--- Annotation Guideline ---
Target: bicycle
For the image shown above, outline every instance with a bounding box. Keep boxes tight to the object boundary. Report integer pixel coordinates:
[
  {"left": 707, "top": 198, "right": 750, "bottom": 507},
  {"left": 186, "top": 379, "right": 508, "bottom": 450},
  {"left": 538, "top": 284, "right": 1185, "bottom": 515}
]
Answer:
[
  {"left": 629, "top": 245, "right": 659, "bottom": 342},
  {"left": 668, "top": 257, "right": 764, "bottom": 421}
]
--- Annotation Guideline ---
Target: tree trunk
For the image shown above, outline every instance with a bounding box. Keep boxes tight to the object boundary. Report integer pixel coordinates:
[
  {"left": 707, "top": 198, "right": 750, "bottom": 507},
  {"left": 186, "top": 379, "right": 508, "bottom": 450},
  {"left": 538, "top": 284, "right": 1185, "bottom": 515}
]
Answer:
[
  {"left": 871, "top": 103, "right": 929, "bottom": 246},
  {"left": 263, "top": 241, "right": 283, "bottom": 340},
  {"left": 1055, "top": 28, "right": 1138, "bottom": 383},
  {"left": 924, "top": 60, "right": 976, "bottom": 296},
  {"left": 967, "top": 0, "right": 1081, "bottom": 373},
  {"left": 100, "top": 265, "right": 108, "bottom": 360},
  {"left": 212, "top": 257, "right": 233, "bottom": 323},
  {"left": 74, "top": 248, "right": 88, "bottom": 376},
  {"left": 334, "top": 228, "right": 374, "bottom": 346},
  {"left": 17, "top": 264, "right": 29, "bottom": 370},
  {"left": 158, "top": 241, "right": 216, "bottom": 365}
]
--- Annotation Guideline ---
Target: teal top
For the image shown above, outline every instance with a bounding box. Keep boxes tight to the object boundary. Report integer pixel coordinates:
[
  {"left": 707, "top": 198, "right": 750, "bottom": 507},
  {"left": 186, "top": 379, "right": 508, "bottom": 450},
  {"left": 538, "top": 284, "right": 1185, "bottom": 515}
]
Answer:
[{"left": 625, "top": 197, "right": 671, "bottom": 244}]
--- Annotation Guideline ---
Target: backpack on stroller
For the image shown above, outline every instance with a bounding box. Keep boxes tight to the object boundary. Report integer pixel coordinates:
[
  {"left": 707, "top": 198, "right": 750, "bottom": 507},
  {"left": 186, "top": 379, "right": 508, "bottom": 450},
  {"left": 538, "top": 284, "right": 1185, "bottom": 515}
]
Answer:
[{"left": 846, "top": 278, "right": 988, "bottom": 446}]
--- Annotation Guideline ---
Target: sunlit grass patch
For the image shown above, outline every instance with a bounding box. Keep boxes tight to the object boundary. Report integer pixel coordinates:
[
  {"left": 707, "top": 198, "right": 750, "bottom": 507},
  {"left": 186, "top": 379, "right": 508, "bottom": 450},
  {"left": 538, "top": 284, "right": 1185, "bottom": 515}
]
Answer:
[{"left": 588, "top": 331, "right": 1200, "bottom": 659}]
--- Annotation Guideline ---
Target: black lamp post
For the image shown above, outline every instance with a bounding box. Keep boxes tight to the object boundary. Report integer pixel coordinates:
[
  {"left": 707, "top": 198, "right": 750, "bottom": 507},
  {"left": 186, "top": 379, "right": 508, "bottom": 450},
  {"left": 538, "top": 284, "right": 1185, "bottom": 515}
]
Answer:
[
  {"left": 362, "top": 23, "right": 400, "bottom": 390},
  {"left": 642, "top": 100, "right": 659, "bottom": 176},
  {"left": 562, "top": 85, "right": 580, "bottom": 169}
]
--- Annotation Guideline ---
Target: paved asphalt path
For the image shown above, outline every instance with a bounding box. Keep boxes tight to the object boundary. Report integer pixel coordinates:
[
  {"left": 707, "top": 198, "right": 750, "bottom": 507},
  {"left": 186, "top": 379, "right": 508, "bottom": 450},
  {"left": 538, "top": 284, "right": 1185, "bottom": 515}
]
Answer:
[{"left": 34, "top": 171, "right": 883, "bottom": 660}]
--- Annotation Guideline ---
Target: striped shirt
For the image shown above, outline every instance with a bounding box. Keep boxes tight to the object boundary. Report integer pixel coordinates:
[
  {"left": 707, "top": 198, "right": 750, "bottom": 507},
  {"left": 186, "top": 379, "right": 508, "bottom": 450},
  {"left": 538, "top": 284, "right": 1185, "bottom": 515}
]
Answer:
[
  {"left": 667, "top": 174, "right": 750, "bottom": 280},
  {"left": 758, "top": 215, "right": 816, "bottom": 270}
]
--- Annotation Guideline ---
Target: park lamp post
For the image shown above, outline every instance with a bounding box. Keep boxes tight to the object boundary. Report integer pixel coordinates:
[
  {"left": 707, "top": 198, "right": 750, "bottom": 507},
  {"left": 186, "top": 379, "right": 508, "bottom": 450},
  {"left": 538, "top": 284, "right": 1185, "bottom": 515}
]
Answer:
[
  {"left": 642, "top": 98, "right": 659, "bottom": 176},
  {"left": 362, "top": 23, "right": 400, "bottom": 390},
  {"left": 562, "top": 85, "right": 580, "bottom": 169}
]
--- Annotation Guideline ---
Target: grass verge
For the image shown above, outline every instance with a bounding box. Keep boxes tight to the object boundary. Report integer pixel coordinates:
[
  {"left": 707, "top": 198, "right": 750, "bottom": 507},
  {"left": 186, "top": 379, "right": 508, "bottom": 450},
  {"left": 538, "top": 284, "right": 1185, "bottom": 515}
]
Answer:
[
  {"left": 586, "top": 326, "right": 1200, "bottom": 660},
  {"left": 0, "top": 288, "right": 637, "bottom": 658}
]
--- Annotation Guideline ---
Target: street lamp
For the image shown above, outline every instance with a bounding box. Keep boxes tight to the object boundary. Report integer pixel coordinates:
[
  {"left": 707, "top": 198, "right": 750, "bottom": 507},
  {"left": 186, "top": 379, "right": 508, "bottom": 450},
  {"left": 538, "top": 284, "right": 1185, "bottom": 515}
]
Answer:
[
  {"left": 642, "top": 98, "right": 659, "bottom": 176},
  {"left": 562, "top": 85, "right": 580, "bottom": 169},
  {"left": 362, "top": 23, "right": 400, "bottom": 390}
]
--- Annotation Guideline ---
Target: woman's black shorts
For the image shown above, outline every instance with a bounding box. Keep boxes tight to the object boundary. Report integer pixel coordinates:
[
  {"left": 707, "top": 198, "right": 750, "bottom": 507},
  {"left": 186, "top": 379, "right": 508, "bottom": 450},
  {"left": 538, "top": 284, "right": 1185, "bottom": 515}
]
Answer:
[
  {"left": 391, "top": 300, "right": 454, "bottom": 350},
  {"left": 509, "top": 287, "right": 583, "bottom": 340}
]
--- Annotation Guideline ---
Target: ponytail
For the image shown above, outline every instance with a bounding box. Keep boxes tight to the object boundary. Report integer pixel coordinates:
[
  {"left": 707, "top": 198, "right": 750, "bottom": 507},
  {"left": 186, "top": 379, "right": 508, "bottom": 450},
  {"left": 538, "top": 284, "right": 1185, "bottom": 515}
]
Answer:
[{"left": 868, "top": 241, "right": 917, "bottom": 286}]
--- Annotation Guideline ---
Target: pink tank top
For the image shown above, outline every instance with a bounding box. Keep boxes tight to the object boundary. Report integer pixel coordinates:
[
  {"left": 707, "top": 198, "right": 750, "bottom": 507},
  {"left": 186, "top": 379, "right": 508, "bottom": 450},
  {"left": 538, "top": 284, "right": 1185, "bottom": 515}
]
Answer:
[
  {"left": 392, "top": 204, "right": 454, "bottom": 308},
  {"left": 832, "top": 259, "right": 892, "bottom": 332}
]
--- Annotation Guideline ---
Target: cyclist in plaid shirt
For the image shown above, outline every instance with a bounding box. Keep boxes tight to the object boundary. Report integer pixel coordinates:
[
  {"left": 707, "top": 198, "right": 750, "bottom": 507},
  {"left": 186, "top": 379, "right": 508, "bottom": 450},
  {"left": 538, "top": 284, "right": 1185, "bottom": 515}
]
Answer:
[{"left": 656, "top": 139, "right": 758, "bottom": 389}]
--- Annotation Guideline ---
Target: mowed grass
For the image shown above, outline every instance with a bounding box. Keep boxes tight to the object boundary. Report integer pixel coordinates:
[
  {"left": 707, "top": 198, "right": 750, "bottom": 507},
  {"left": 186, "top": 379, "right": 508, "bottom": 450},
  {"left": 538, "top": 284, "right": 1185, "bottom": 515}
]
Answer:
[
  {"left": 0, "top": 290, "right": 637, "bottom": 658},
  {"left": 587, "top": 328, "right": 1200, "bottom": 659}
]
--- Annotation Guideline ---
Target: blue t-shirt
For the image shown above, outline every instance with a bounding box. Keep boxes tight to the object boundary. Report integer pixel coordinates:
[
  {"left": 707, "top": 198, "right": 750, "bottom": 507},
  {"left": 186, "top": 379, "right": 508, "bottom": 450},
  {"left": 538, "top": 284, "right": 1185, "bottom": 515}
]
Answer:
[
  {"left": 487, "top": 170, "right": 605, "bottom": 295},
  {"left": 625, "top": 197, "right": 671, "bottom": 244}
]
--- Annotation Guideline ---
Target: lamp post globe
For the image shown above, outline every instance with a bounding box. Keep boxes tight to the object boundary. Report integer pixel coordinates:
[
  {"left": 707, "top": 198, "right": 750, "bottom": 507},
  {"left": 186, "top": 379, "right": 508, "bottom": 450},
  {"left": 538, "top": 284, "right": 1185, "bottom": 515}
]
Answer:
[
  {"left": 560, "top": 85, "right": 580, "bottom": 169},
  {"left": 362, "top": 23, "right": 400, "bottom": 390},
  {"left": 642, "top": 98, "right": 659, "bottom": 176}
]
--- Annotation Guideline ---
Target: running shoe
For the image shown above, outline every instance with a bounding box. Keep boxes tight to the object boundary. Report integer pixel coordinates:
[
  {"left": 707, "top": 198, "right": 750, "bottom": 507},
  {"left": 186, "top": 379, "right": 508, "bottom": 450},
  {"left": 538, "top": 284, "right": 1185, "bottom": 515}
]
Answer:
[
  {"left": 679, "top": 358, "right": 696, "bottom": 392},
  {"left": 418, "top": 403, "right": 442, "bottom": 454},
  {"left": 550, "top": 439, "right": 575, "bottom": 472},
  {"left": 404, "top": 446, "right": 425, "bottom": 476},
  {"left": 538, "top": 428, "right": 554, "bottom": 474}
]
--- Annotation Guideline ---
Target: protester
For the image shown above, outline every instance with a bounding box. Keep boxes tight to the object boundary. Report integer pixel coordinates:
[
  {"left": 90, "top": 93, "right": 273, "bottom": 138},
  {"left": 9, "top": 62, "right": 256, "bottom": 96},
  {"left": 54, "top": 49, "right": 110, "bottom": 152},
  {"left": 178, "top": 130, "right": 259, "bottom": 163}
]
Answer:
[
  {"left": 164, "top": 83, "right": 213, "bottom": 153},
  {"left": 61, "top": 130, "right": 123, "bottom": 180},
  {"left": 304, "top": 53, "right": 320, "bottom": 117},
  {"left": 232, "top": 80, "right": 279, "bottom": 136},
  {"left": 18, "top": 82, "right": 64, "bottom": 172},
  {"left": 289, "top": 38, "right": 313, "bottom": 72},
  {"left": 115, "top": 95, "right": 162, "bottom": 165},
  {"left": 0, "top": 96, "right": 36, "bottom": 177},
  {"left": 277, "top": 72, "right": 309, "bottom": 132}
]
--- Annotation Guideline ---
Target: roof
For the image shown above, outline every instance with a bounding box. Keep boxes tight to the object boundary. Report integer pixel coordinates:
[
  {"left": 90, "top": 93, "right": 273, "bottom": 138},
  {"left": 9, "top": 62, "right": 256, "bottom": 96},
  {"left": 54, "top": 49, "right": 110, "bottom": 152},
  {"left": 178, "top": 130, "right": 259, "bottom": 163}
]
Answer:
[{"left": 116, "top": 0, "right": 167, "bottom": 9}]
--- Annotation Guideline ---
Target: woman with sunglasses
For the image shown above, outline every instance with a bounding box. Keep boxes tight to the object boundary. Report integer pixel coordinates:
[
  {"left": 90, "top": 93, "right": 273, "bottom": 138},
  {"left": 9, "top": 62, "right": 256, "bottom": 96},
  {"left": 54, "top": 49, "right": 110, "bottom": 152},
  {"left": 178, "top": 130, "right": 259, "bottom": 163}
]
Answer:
● ● ● ● ● ● ●
■ Task description
State how many lines in the listing above contain the word "black", treating case as significant, and give only the number.

■ Solution for this exercise
2